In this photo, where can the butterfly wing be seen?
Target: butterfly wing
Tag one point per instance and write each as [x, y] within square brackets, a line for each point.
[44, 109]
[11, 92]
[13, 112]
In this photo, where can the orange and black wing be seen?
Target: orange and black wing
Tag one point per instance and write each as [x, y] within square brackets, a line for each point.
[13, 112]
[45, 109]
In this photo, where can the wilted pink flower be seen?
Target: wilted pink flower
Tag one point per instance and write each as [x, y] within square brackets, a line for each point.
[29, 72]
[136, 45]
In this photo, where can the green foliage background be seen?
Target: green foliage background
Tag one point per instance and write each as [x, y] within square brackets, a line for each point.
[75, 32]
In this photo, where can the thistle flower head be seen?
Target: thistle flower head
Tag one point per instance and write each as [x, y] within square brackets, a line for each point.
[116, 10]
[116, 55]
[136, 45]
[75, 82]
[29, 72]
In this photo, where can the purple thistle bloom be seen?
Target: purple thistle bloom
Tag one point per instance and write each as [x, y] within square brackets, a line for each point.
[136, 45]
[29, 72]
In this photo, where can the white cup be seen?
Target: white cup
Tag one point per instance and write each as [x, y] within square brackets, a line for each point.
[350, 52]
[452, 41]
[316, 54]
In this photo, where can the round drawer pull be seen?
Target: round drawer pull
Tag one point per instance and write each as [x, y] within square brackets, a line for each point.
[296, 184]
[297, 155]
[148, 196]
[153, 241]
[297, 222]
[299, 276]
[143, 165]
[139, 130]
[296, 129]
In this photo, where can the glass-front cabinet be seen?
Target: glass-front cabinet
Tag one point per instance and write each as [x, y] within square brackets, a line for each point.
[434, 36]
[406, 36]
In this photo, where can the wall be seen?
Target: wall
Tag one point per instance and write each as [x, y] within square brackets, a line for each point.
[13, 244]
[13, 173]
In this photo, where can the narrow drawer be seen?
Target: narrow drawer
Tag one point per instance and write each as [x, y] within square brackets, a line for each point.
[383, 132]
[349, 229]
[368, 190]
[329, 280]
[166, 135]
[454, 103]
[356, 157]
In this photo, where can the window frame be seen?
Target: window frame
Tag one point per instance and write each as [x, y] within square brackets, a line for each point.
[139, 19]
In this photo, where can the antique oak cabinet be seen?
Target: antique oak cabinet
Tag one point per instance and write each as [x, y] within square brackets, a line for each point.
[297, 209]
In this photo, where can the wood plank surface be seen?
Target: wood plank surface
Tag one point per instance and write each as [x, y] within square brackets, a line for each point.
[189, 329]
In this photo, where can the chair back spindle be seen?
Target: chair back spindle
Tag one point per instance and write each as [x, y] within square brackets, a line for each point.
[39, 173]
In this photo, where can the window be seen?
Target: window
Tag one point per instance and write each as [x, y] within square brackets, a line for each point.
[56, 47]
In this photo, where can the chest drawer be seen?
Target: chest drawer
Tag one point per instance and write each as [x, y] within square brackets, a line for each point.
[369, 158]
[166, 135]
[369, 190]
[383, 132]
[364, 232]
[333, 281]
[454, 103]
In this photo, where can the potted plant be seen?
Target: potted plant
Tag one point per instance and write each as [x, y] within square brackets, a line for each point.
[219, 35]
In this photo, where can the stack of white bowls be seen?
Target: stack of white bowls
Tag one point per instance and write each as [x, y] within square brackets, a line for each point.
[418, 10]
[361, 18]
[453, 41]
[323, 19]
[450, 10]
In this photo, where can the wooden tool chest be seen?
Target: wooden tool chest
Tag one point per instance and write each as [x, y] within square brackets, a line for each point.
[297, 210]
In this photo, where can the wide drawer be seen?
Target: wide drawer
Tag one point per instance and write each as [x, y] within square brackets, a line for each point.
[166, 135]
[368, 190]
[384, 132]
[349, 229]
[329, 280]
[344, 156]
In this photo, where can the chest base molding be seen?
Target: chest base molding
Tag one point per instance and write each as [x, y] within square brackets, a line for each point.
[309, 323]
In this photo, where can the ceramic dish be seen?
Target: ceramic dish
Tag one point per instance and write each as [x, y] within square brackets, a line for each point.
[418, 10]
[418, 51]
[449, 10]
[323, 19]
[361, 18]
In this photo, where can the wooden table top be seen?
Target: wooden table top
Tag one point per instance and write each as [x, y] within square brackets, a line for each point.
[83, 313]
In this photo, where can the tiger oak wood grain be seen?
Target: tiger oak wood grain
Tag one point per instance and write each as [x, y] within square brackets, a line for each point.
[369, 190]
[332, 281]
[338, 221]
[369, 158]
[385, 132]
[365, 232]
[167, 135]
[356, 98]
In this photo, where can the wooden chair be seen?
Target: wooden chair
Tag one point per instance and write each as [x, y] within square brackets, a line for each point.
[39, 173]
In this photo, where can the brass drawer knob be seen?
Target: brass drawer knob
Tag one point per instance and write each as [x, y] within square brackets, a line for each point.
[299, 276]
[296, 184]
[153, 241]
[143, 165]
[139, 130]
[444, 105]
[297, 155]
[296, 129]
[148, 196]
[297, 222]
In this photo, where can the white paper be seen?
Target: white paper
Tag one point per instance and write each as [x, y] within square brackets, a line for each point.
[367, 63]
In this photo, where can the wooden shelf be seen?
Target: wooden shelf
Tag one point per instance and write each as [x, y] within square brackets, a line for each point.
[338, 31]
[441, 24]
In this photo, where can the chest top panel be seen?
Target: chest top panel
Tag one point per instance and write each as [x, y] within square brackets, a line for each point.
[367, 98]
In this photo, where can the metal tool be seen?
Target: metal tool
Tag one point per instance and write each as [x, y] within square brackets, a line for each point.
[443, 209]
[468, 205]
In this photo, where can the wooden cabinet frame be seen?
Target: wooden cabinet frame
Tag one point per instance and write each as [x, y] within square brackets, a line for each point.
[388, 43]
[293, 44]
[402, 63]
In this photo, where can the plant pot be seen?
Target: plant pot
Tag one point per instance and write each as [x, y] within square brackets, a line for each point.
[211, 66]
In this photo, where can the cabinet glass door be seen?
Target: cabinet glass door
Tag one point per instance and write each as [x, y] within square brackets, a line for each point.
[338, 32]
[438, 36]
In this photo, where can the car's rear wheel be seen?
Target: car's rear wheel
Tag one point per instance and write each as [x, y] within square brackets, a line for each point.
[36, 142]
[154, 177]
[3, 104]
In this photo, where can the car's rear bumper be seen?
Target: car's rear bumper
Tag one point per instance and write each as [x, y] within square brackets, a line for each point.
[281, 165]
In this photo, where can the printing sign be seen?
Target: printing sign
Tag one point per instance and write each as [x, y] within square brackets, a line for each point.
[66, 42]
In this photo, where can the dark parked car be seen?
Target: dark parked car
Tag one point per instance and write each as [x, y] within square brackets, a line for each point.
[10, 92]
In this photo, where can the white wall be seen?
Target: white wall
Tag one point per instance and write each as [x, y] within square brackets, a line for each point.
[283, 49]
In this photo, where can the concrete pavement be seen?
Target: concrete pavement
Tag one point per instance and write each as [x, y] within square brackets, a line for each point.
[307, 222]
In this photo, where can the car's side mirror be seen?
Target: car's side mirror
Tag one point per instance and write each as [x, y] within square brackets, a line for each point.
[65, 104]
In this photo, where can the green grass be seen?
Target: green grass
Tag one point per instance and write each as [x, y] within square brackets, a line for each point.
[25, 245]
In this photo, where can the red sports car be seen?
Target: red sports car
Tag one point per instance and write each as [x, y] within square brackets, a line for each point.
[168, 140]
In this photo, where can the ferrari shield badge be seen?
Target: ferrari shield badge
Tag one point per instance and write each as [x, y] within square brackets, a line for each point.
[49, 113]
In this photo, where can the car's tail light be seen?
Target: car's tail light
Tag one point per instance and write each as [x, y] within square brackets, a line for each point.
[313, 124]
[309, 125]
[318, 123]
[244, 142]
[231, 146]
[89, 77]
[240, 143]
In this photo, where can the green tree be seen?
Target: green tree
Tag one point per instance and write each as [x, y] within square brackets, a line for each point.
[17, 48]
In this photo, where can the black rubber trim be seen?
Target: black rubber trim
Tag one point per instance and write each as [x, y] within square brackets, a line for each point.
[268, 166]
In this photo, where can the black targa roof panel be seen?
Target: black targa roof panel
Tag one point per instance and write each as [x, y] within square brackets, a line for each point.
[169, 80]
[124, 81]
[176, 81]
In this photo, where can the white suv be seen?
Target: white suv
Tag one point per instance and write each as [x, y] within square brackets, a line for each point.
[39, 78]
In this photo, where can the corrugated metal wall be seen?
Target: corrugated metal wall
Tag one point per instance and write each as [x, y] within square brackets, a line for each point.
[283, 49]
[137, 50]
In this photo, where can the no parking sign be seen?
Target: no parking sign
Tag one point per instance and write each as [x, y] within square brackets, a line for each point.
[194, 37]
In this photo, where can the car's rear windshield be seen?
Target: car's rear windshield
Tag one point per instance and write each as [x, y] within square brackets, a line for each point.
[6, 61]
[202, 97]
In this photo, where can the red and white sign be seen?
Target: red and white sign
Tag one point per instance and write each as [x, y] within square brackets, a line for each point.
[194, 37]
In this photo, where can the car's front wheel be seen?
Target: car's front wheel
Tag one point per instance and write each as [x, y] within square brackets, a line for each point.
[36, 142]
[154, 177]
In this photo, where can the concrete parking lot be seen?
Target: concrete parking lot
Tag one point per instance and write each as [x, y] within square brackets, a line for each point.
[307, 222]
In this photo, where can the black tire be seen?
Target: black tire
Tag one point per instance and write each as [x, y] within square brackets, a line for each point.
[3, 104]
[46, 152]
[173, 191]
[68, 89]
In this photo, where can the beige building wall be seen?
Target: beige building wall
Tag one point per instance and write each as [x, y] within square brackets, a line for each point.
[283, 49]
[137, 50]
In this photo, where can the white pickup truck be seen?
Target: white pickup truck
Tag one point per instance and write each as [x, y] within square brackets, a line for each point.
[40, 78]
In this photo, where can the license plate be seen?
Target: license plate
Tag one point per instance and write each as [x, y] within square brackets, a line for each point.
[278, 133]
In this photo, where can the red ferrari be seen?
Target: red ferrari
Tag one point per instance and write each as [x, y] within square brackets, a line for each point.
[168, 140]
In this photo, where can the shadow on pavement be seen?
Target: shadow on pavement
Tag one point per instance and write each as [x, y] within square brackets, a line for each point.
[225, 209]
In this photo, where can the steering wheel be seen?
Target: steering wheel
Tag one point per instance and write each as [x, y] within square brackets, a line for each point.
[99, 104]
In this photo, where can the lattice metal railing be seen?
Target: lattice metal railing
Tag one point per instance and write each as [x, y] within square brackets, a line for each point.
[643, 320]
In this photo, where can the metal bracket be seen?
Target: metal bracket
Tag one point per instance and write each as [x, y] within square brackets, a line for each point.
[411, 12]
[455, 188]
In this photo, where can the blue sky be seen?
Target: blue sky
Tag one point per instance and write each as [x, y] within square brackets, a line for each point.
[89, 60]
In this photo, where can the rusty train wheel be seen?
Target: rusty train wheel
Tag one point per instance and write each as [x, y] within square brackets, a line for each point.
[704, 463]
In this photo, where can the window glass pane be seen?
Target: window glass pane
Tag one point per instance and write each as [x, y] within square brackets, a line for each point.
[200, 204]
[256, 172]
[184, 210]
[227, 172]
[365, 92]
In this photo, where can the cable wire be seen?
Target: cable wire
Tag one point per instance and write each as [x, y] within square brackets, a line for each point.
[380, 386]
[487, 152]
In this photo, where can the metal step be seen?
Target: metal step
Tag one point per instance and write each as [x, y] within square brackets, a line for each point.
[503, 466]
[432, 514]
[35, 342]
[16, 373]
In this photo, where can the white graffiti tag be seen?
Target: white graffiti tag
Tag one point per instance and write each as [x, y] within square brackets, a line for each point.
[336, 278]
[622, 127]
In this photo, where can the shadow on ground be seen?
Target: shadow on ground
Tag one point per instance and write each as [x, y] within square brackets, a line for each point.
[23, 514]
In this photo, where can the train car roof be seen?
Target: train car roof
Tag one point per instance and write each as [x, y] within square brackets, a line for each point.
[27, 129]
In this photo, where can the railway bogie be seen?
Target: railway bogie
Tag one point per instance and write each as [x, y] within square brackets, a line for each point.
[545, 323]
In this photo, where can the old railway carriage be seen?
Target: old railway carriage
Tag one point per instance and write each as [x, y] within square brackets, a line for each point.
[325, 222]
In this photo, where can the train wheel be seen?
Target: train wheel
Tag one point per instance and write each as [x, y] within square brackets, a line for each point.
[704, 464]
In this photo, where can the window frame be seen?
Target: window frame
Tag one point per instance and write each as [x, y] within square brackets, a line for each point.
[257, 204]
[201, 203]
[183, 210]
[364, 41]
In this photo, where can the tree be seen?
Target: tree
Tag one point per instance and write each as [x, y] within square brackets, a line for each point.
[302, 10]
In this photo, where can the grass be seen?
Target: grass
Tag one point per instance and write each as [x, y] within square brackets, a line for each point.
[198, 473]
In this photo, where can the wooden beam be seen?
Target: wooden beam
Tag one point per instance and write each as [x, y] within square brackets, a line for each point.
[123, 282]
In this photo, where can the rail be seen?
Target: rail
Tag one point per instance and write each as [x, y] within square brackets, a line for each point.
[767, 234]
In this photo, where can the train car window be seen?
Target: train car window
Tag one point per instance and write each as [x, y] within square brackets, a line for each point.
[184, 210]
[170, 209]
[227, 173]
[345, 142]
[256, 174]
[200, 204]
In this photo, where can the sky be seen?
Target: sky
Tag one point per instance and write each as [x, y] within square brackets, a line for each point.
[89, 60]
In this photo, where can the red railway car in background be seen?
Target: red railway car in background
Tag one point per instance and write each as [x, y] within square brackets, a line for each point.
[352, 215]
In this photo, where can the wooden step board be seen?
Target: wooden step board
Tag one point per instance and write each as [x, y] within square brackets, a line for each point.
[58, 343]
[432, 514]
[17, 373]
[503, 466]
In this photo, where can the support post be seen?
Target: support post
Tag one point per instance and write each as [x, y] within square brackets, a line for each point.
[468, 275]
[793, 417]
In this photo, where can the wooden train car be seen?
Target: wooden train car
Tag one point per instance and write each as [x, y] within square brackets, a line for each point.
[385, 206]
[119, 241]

• • • • •

WHAT THE TASK ASKS – Copy out exactly the lines between the line with "In this photo, where can the sky be seen?" and the last line of the entries, counting both of those lines.

RESPONSE TO THIS TASK –
In this photo, where can the sky be seen?
Target: sky
Tag one point per instance and write each as [x, y] within square brackets, a line for each point.
[89, 60]
In this photo, where can the red railway car in background be seen?
Target: red railway car in background
Tag one point per instance and write each as [x, y] within square brackets, a line for each point.
[352, 215]
In this photo, where can the wooden step board be seen?
Target: wooden step board
Tag one point per instance and write each as [x, y] within square brackets, a line for each point.
[58, 343]
[432, 514]
[17, 373]
[503, 466]
In this photo, where can the support post be seen?
Target: support post
Tag one point per instance and write each as [x, y] within square brackets, a line for each point.
[468, 275]
[793, 417]
In this photo, where can the wooden train car be seen?
Target: wooden train car
Tag one point per instance and write each as [x, y] within square brackets, a line for each point.
[385, 206]
[119, 241]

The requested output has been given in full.